▶

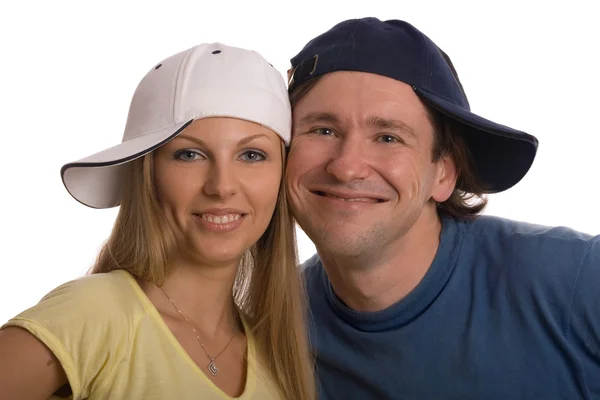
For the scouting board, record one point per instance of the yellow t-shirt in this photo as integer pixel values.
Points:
(113, 344)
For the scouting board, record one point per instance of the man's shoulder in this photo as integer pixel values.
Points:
(524, 248)
(497, 228)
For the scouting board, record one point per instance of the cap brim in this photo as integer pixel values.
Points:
(502, 155)
(96, 181)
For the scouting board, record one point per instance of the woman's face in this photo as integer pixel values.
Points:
(217, 184)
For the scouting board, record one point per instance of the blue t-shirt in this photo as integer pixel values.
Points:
(507, 310)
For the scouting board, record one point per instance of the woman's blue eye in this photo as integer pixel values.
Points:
(253, 156)
(187, 155)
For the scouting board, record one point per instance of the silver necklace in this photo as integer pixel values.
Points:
(212, 368)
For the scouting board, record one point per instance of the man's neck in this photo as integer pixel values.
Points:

◀

▸ **WHAT YOU WILL DO**: Retype each line above exactly. Leave the images out.

▸ **TASK OUTPUT**:
For the scouting board, record one point per instance of the yellow t-shirt in this photo as integer pixel values.
Points:
(113, 344)
For the scouting board, record one point per instance of the man's shoulder in this photo as integer pixel values.
Points:
(524, 248)
(497, 228)
For the scouting board, record one point per instance of the cap brim in this photo as integer pixel values.
Points:
(502, 155)
(96, 181)
For the scouting board, record one point per instance of the woman's face in this photo as integer pixel values.
Points:
(217, 184)
For the scouting board, record one point per instance of the blue t-shirt in this photo as integer pixel values.
Points:
(507, 310)
For the scouting board, record one point per instance of the woman's blue eye in this photo as integer pixel values.
Points:
(253, 156)
(187, 155)
For the scouting board, record one point per instance of the silver necklace in this photo as integer pixel values.
Points:
(212, 368)
For the scouting board, record one point per instance of the man's neck in this photo as integer pixel values.
Points:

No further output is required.